RECORDS SHOWN:
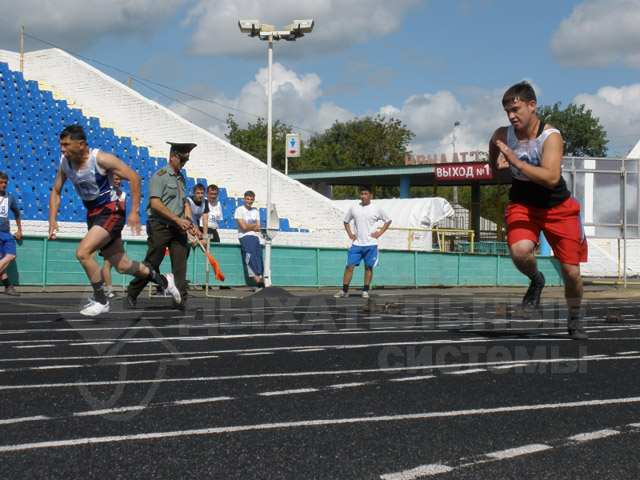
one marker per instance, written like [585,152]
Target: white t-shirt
[249,217]
[215,215]
[364,219]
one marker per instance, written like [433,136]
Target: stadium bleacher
[30,120]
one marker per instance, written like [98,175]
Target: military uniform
[163,233]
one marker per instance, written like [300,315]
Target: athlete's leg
[96,238]
[522,255]
[572,286]
[368,276]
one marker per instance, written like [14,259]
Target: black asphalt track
[298,384]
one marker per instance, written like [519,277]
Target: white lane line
[466,372]
[195,401]
[436,469]
[516,452]
[374,371]
[310,423]
[294,391]
[585,437]
[507,367]
[415,473]
[412,379]
[107,411]
[44,345]
[53,367]
[10,421]
[348,385]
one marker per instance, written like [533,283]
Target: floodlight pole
[255,29]
[267,246]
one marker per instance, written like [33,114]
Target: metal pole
[267,250]
[22,49]
[624,221]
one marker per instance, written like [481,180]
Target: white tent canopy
[410,212]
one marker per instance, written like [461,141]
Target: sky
[428,63]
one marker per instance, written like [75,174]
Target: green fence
[46,263]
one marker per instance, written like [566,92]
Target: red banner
[463,171]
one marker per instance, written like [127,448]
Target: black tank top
[530,193]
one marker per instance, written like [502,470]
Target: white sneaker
[171,288]
[93,308]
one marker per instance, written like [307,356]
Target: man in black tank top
[540,201]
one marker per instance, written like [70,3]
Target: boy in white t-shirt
[365,215]
[248,222]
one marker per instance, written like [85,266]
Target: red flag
[214,263]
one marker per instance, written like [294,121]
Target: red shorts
[562,227]
[111,217]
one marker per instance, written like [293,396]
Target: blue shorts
[7,244]
[251,255]
[368,254]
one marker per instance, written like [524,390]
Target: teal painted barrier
[45,263]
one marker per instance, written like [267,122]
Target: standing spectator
[248,222]
[199,208]
[106,265]
[169,222]
[214,217]
[7,242]
[90,172]
[540,201]
[365,215]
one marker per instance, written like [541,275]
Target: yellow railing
[440,232]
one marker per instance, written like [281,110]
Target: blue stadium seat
[231,222]
[190,184]
[284,225]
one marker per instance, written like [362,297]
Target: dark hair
[74,132]
[520,91]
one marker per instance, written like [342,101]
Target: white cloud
[75,25]
[599,33]
[431,118]
[294,103]
[340,23]
[619,112]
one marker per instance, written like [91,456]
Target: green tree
[582,133]
[253,140]
[359,143]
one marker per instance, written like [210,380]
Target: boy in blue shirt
[7,242]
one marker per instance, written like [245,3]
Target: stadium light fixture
[298,29]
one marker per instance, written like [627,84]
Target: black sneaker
[531,300]
[130,302]
[575,326]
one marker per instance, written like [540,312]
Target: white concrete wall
[150,124]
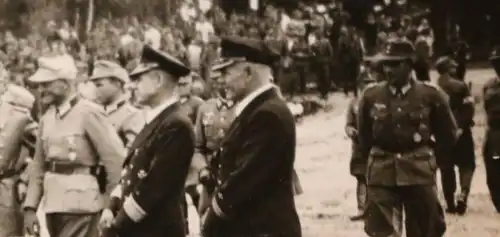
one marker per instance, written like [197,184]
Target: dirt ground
[329,191]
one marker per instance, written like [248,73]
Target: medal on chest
[417,137]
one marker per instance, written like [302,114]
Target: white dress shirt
[152,113]
[250,97]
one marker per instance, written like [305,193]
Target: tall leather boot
[465,175]
[449,187]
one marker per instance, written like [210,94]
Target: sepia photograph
[249,118]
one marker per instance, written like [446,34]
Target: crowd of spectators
[191,35]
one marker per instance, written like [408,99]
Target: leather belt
[5,174]
[67,168]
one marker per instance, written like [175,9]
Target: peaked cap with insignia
[155,59]
[250,50]
[394,50]
[495,54]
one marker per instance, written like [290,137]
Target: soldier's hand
[31,223]
[107,219]
[21,188]
[351,132]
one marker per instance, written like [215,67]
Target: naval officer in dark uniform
[148,199]
[491,148]
[462,107]
[255,195]
[396,120]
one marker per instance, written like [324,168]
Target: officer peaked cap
[495,54]
[394,50]
[155,59]
[445,61]
[250,50]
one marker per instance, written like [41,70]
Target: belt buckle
[53,166]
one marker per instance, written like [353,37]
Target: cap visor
[43,76]
[382,57]
[142,68]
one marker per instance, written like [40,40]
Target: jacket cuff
[122,222]
[114,204]
[217,207]
[133,210]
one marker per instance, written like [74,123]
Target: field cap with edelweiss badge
[155,59]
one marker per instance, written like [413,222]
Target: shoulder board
[430,84]
[92,105]
[20,108]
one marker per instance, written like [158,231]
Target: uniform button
[72,156]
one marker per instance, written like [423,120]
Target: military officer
[76,146]
[190,104]
[491,151]
[109,79]
[255,195]
[213,120]
[358,169]
[462,107]
[395,122]
[148,199]
[16,127]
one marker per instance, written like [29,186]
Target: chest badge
[208,118]
[417,137]
[141,174]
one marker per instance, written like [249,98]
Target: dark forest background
[479,20]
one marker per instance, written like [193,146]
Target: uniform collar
[152,113]
[250,97]
[115,105]
[66,106]
[404,89]
[184,99]
[224,103]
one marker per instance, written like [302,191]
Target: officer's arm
[365,137]
[443,126]
[132,126]
[36,174]
[467,108]
[109,147]
[351,115]
[29,136]
[259,165]
[199,135]
[172,155]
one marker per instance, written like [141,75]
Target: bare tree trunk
[90,16]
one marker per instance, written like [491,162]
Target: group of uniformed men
[403,130]
[112,169]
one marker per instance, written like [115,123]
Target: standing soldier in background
[16,128]
[462,107]
[148,200]
[357,166]
[322,58]
[76,146]
[254,193]
[110,79]
[491,148]
[459,51]
[396,120]
[423,55]
[213,120]
[189,105]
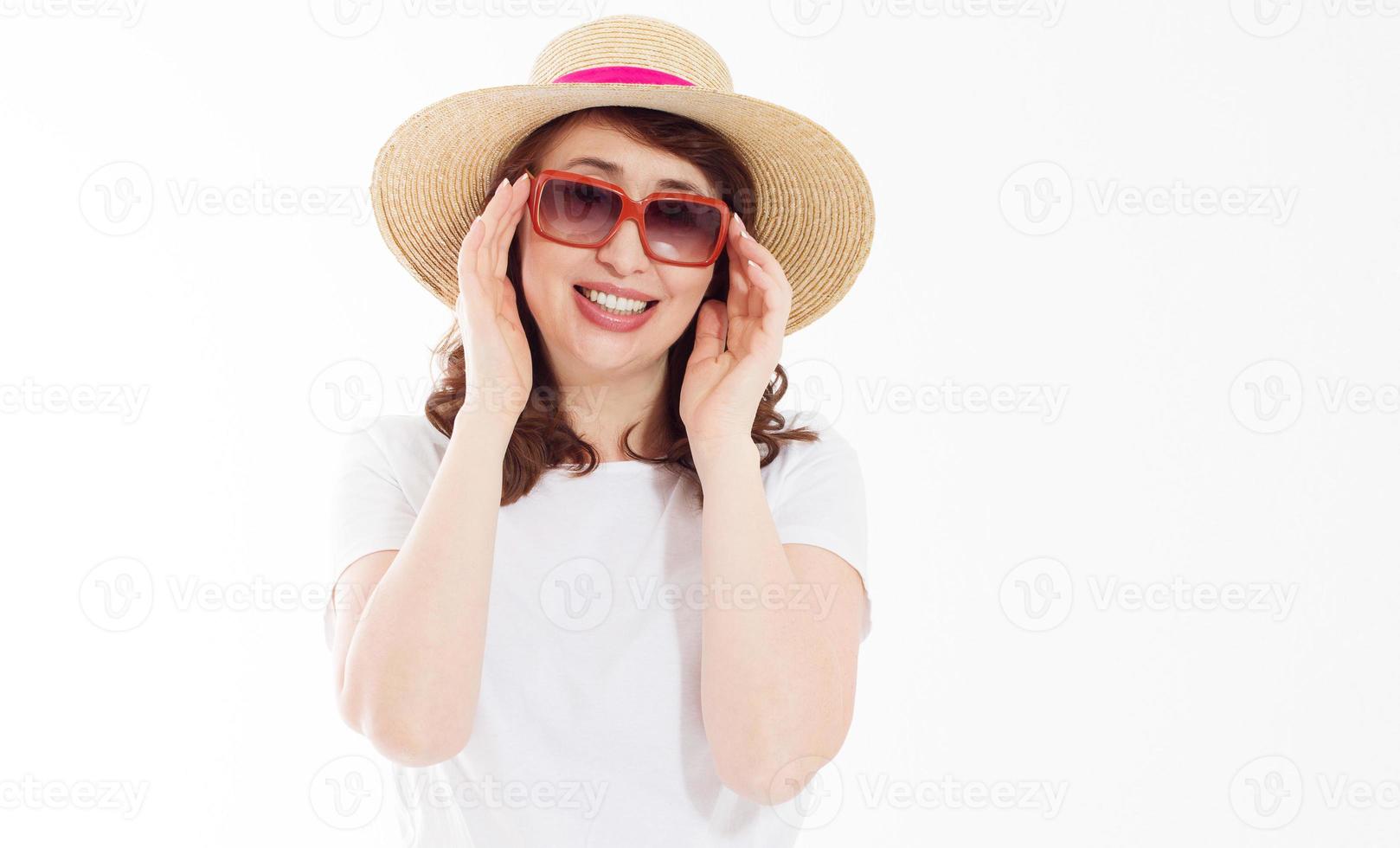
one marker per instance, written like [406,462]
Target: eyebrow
[613,172]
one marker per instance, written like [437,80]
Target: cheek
[688,286]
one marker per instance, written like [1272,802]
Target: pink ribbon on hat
[623,73]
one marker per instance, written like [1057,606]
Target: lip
[618,290]
[618,324]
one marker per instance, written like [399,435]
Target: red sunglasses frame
[630,209]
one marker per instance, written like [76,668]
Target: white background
[1055,193]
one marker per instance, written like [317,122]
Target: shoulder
[829,448]
[398,441]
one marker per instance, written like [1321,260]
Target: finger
[738,299]
[491,222]
[520,195]
[776,303]
[749,248]
[710,329]
[466,259]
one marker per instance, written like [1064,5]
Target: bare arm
[409,662]
[408,651]
[777,669]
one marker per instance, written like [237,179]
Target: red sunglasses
[586,212]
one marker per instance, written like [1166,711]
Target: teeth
[615,304]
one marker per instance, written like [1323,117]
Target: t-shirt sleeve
[369,510]
[820,501]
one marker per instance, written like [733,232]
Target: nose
[623,252]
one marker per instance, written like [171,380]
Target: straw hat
[813,206]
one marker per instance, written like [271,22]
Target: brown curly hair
[543,437]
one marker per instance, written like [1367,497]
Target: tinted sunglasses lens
[575,212]
[682,230]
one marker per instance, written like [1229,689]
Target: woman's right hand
[498,372]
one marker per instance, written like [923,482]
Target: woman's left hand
[738,344]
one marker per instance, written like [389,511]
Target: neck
[604,405]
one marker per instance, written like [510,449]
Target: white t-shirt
[588,728]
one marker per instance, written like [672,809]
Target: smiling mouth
[615,304]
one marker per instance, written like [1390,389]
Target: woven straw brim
[815,210]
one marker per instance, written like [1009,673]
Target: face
[556,278]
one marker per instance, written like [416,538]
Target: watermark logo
[346,18]
[1037,197]
[118,595]
[346,793]
[1268,396]
[118,197]
[1268,18]
[1037,594]
[817,385]
[818,800]
[577,594]
[346,396]
[1268,793]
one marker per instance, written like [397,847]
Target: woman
[598,595]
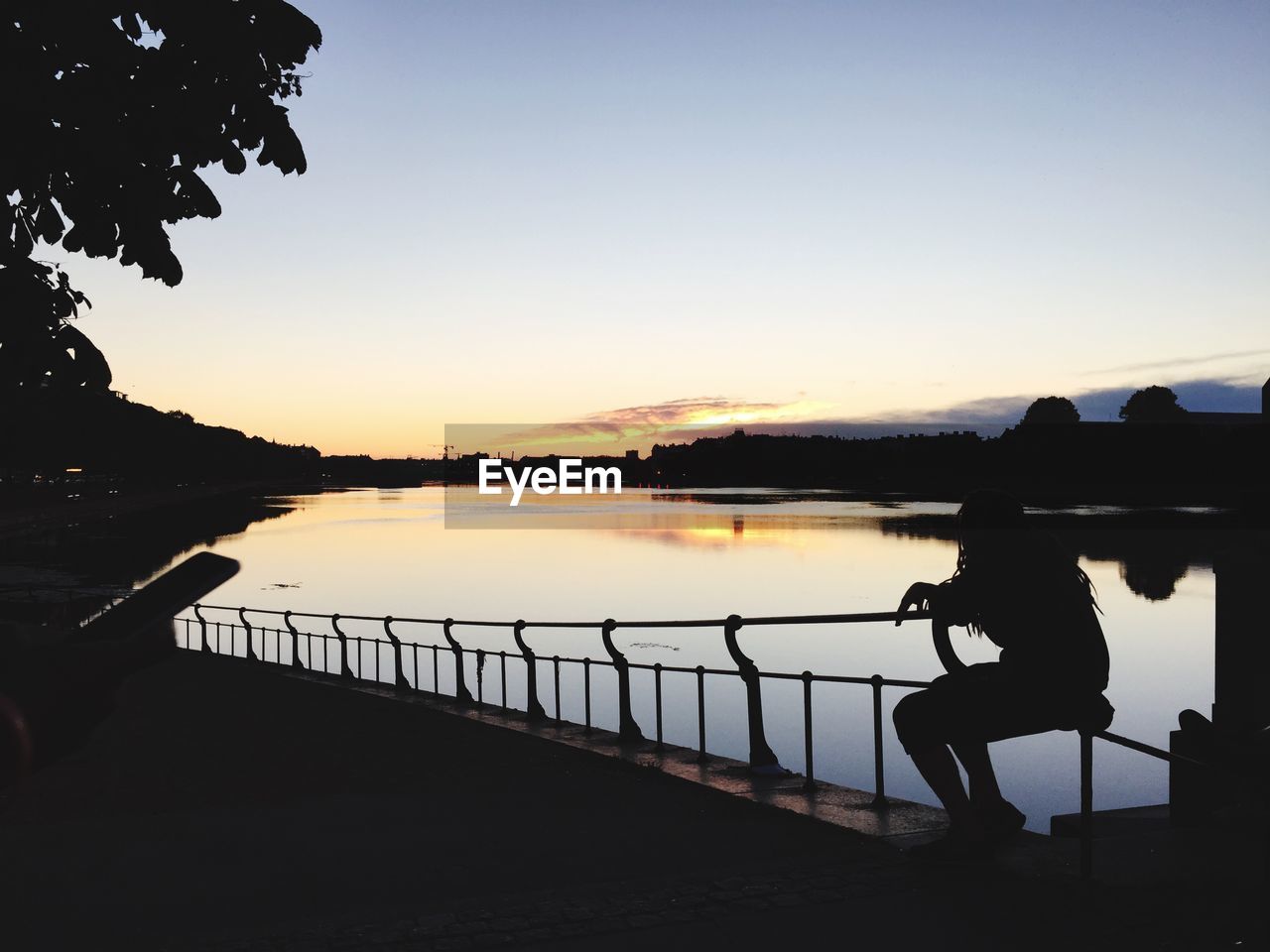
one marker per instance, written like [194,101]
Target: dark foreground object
[225,806]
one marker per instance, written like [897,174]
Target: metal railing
[218,636]
[211,634]
[405,655]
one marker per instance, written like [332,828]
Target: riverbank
[304,815]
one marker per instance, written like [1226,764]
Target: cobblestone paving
[541,921]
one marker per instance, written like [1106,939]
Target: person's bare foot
[1001,820]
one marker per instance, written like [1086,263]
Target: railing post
[701,715]
[295,643]
[532,708]
[556,669]
[1086,805]
[461,692]
[344,670]
[627,729]
[585,685]
[879,772]
[810,783]
[246,625]
[761,757]
[657,690]
[202,629]
[402,680]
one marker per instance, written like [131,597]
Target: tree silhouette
[1152,405]
[111,109]
[1052,411]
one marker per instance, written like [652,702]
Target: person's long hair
[1017,544]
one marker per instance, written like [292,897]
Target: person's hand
[919,597]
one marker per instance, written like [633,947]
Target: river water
[751,553]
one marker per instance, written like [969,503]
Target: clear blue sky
[525,211]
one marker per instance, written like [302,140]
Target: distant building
[1232,419]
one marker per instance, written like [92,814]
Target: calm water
[388,552]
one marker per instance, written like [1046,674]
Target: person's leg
[920,719]
[939,770]
[997,815]
[984,789]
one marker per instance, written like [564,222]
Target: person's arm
[917,597]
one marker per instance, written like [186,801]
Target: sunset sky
[534,211]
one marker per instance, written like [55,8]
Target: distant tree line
[1150,405]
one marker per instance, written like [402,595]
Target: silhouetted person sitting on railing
[1019,588]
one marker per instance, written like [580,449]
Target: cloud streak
[1178,362]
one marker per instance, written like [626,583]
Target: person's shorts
[982,703]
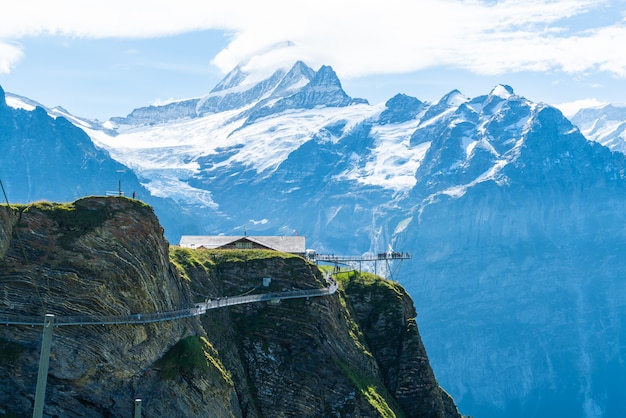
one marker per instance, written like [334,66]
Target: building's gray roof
[287,244]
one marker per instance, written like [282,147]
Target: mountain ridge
[504,205]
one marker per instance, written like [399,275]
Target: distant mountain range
[514,219]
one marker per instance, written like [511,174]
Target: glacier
[514,216]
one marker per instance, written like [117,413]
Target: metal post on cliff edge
[44,362]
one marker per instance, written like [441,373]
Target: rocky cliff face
[356,353]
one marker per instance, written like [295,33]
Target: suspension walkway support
[142,318]
[44,362]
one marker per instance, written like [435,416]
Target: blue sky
[102,59]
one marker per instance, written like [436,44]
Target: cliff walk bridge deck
[147,318]
[49,321]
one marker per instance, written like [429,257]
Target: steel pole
[137,408]
[44,362]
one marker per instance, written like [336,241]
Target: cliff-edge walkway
[146,318]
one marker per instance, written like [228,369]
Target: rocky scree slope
[326,356]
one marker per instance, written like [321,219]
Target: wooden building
[287,244]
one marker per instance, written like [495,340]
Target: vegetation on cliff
[356,353]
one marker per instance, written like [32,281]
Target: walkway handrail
[147,318]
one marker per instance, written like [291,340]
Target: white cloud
[569,109]
[356,37]
[10,54]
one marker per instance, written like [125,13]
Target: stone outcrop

STATED GOAL: Give the lines exactly as they stand, from the line with "one marker per instance, written like [336,241]" through the end of the material.

FULL ANSWER:
one marker per instance, written like [336,241]
Target: cliff-edge walkway
[146,318]
one marker per instance, written like [228,369]
Target: rocky scree slope
[326,356]
one marker per instance, written like [321,219]
Target: wooden building
[287,244]
one marker per instance, written like [495,340]
Target: vegetation on cliff
[356,353]
one marker per instance, written like [32,281]
Target: walkway handrail
[147,318]
one marker per instance, written like [291,340]
Target: white cloud
[569,109]
[356,37]
[10,54]
one marker per instance, written like [125,13]
Target: stone outcrop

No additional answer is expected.